### Short task
Report each line of the rows below that contains the string "crackers", matching case exactly.

### Raw rows
————————

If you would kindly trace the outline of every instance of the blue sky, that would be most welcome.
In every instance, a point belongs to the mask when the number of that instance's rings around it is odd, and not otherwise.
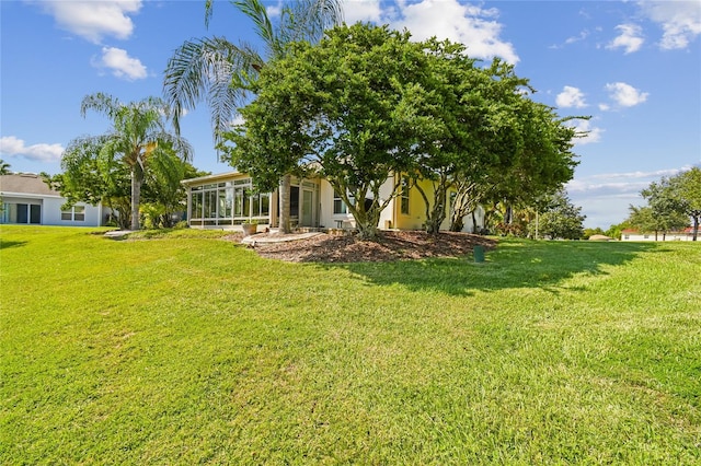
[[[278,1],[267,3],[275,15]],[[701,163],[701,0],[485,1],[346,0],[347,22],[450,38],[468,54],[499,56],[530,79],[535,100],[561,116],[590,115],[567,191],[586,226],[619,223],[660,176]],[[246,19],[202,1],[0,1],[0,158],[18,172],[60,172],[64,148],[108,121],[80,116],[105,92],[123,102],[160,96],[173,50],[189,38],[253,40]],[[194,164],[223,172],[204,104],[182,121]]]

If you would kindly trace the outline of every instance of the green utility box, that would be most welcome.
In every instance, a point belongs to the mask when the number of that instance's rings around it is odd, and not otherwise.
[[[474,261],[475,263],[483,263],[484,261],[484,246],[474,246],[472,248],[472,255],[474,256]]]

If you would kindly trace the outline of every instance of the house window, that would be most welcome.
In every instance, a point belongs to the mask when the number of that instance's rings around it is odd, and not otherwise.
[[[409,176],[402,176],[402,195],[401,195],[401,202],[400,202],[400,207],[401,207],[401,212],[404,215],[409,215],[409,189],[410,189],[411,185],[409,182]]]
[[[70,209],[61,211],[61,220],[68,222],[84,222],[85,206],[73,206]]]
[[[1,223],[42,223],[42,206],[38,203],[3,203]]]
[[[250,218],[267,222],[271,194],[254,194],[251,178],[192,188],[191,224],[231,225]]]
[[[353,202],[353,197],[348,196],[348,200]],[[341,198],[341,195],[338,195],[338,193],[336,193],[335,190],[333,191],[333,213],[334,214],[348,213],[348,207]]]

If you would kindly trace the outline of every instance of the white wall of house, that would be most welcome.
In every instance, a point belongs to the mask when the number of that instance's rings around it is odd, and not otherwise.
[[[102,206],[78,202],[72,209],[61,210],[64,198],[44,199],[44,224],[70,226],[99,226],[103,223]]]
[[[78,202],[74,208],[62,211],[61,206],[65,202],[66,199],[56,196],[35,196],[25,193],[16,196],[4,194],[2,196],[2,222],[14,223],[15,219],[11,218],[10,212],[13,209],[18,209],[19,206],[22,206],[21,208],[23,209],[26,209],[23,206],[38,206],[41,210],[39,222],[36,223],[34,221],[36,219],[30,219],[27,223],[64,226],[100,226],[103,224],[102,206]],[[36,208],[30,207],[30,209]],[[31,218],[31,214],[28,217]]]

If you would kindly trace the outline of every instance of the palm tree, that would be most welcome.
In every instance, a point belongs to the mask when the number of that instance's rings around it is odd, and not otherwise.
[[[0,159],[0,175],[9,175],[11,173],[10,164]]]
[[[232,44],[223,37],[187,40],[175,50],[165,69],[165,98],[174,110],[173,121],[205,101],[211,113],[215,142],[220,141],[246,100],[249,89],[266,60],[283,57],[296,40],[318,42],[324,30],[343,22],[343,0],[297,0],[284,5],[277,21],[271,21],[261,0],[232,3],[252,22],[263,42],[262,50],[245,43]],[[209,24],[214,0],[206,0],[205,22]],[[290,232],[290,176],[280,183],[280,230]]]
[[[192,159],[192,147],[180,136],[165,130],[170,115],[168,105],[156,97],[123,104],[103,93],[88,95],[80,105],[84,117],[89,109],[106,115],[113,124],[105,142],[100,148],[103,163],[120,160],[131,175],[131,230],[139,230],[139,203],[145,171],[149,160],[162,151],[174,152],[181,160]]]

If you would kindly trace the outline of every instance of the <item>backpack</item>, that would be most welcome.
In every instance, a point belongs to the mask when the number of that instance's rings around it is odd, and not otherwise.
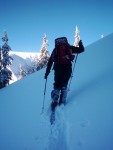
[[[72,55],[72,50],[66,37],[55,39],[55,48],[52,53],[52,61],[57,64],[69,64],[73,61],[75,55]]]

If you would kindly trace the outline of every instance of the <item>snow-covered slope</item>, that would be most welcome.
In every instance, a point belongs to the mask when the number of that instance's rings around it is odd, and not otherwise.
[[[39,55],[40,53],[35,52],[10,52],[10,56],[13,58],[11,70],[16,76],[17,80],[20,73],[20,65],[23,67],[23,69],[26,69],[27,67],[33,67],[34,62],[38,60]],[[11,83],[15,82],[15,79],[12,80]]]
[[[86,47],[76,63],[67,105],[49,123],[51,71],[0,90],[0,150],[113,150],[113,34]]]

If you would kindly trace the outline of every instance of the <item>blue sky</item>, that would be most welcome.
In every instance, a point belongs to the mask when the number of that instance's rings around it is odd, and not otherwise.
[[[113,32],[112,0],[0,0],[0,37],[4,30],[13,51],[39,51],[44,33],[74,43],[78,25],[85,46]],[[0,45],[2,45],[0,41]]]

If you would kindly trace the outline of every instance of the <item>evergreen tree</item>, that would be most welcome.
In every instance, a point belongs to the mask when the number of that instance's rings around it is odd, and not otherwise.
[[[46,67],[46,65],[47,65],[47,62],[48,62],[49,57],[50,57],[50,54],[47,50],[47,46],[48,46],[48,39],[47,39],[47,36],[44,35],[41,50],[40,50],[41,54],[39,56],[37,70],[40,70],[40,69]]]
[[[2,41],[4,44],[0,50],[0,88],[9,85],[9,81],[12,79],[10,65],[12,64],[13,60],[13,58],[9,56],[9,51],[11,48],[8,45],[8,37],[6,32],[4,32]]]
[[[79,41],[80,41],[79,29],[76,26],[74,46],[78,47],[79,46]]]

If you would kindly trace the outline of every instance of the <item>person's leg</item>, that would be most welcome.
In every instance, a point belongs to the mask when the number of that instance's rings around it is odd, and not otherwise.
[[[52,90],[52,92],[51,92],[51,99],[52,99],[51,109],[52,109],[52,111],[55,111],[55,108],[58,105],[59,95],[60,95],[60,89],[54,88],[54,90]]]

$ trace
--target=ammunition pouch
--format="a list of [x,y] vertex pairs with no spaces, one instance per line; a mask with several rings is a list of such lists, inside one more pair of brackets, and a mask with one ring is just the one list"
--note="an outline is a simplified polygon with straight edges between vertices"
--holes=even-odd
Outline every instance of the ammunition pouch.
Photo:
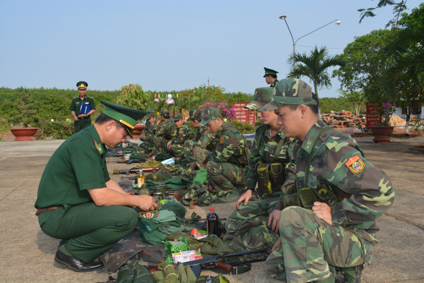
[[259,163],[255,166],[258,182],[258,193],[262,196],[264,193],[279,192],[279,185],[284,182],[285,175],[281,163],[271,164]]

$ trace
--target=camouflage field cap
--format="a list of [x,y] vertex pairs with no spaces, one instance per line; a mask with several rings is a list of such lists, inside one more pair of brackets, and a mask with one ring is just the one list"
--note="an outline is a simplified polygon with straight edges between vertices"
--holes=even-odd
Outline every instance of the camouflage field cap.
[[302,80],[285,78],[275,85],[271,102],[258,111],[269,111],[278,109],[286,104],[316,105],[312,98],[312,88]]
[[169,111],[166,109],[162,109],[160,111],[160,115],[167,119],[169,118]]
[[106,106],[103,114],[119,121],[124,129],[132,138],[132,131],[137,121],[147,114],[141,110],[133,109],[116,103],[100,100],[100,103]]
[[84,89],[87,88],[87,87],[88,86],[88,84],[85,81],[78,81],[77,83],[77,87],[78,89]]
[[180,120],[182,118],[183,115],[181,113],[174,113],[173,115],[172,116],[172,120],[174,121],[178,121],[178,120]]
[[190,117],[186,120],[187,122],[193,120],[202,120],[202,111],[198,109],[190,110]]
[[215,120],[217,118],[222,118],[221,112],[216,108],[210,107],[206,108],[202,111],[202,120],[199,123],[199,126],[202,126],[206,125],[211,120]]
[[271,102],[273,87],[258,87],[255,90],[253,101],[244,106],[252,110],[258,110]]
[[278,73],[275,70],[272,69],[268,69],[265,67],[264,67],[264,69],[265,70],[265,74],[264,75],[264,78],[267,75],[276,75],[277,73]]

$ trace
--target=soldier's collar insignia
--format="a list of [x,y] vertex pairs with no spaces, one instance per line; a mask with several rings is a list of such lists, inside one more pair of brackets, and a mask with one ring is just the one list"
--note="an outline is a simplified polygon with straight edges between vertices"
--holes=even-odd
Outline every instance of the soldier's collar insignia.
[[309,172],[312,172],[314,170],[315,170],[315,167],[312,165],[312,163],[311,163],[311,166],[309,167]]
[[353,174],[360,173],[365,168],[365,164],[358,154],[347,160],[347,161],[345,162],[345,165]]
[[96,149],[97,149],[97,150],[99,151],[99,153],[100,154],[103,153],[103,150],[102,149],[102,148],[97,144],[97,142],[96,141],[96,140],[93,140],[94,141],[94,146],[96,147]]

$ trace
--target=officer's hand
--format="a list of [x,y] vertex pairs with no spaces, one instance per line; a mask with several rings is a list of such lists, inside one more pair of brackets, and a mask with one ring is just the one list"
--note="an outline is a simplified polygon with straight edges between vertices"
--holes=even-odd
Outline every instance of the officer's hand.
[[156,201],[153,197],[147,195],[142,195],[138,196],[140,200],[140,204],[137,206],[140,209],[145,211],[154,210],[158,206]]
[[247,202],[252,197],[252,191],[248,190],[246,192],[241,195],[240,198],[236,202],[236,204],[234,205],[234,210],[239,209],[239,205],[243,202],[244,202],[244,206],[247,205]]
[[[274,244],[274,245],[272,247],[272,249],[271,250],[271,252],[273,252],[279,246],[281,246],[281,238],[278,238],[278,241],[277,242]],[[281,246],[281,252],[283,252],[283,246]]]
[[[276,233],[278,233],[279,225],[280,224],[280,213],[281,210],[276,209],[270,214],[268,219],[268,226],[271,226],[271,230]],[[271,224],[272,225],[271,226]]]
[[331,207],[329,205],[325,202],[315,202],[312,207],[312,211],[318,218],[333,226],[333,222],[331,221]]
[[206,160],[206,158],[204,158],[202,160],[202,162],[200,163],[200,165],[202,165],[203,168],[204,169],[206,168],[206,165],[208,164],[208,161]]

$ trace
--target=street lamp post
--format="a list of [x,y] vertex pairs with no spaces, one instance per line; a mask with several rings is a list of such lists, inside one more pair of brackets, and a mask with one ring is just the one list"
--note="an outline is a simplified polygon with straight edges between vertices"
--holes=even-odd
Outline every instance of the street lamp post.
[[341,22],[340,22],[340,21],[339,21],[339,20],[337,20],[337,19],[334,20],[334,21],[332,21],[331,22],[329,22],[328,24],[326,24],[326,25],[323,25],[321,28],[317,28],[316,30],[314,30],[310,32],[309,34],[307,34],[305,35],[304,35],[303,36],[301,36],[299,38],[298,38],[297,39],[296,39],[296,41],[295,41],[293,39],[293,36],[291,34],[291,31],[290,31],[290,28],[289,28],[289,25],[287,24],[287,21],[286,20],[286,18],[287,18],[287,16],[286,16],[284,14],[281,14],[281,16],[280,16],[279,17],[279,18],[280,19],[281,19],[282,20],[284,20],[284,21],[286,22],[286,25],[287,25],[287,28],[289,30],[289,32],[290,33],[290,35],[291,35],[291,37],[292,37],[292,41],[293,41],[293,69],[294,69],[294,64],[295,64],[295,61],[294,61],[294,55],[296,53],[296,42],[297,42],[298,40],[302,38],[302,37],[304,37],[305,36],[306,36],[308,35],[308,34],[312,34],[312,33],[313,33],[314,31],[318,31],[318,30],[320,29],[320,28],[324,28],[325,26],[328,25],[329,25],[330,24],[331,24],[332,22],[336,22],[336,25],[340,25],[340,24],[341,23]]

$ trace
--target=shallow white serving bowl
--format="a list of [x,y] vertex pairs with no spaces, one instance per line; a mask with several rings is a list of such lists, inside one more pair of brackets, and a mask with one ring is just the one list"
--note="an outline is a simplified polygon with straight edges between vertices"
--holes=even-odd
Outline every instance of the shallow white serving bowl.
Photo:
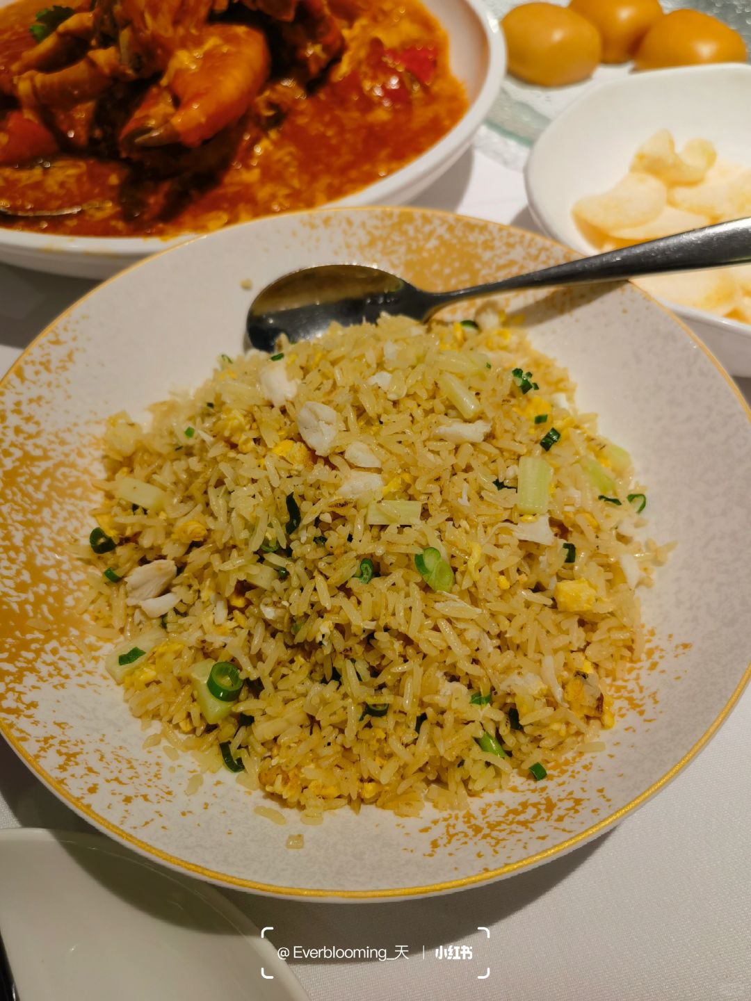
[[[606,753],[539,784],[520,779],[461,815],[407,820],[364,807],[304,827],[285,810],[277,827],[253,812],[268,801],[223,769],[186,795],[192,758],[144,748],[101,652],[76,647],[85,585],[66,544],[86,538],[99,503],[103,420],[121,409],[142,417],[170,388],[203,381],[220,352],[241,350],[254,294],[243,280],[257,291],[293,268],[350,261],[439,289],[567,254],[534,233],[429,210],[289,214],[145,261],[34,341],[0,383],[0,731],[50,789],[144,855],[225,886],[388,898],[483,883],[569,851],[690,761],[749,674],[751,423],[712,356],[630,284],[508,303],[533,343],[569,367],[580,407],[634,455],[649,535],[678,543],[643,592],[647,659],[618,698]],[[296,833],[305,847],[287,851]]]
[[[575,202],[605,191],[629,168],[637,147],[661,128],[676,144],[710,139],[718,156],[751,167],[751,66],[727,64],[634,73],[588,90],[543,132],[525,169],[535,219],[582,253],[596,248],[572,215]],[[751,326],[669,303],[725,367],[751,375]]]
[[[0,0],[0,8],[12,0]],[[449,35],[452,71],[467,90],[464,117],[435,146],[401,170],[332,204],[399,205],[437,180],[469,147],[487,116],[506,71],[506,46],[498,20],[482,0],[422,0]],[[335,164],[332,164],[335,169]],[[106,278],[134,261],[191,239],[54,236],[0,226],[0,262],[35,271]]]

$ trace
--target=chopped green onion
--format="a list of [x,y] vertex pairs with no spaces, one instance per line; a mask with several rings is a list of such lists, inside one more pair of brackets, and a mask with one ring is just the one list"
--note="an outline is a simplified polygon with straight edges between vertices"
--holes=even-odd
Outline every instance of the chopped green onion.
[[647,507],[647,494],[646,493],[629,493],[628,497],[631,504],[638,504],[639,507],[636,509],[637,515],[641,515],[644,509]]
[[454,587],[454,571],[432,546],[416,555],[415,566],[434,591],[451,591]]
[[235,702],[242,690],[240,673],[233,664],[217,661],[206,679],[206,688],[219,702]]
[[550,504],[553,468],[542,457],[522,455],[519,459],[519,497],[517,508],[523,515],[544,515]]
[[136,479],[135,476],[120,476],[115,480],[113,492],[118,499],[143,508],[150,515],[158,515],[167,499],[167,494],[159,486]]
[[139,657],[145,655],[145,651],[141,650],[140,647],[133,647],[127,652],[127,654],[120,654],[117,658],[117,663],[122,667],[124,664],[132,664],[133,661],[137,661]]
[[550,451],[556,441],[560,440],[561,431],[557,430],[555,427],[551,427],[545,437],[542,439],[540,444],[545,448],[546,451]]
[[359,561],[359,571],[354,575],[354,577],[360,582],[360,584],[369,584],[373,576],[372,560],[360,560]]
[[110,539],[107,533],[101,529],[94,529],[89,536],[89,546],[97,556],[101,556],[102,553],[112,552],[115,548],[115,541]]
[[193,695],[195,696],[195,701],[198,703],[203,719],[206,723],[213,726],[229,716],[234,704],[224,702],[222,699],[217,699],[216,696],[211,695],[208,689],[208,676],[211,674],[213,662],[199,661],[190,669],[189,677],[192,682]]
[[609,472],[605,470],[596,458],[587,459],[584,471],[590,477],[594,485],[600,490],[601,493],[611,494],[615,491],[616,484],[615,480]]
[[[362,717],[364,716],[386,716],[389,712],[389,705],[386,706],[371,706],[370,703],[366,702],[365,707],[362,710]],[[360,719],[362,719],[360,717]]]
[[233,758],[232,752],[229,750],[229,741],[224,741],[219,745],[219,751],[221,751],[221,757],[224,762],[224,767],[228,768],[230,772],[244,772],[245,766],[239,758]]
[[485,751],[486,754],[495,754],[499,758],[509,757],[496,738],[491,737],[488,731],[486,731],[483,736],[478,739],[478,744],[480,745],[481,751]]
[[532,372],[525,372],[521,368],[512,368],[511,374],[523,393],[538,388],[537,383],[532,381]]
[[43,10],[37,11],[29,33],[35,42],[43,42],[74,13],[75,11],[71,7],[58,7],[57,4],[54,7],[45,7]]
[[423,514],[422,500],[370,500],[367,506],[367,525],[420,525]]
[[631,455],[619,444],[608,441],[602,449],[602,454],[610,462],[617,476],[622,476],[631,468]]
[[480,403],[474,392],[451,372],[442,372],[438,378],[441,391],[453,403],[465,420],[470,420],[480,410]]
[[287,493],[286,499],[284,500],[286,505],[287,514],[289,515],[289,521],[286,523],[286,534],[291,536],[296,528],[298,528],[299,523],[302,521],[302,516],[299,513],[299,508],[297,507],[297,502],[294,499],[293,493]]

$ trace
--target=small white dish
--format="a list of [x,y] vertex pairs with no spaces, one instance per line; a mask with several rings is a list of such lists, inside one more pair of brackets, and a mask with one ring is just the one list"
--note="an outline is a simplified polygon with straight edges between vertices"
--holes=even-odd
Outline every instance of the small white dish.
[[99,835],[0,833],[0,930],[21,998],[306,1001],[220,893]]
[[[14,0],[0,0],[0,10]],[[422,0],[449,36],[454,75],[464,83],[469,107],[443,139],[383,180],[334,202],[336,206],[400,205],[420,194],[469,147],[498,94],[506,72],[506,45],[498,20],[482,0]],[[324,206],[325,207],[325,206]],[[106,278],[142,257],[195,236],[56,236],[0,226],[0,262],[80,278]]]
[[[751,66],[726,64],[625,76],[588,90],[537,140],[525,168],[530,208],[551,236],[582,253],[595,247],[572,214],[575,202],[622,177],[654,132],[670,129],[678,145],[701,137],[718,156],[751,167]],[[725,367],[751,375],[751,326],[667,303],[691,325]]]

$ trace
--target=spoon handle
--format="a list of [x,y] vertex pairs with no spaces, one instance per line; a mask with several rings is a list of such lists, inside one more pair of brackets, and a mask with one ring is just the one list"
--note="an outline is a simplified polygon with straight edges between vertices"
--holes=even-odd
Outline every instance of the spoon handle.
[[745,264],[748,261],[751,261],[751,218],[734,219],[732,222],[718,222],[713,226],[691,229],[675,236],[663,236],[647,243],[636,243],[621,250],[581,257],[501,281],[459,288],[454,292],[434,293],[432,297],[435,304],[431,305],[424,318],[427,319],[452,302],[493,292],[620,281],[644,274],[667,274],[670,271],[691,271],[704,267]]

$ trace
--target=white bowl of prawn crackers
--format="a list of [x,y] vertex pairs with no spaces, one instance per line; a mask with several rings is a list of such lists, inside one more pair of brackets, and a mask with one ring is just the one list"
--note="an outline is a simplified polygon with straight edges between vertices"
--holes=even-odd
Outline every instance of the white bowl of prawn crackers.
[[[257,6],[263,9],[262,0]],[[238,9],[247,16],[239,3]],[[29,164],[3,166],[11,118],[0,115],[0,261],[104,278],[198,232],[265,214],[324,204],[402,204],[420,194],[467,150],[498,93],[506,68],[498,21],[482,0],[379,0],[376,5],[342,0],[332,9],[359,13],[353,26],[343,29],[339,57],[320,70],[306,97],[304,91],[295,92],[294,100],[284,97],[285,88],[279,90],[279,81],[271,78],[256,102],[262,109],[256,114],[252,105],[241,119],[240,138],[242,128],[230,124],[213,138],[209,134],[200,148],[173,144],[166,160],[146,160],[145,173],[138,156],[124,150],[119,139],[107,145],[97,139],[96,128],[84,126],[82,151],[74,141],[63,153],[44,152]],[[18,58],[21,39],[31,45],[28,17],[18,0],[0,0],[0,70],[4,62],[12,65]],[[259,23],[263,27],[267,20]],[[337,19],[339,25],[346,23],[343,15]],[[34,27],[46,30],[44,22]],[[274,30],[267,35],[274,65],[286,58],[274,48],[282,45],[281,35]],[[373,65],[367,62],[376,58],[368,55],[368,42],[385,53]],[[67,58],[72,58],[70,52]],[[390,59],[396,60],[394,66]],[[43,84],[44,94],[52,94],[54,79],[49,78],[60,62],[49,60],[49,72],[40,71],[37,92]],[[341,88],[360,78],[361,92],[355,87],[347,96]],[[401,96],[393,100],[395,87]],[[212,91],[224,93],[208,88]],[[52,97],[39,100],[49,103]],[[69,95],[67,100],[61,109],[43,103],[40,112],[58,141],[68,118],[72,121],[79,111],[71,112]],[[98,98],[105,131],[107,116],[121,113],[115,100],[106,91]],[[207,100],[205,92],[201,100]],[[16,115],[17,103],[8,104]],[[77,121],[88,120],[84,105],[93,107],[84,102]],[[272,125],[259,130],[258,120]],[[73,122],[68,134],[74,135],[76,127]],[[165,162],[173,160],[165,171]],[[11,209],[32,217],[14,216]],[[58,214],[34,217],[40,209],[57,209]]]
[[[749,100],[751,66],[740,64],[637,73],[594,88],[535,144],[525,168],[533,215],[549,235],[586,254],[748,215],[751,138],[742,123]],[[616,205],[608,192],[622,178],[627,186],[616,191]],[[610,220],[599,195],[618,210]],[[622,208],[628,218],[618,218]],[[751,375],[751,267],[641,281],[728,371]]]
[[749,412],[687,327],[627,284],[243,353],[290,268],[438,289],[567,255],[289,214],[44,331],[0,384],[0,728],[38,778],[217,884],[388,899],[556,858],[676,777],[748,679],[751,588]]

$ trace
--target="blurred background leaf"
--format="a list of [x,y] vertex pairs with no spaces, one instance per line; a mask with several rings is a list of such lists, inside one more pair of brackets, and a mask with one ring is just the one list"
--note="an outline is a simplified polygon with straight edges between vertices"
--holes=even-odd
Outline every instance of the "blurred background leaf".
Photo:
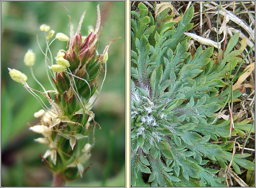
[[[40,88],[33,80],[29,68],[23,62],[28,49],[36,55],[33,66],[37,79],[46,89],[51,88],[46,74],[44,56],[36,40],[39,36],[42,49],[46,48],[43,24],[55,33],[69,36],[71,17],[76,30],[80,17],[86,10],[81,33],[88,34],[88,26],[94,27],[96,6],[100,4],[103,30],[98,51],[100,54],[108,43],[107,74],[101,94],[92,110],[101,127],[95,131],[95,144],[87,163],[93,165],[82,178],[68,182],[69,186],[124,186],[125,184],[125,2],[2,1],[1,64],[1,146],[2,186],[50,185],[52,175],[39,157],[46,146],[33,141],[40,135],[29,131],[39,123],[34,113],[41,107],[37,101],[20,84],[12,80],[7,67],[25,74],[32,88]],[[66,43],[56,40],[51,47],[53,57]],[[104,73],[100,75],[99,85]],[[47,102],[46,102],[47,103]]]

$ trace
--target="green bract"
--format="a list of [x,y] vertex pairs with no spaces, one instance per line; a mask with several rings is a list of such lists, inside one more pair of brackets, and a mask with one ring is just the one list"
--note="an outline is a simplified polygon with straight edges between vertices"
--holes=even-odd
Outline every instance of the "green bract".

————————

### Completed exercise
--target=white bowl of prawn crackers
Outline every instance of the white bowl of prawn crackers.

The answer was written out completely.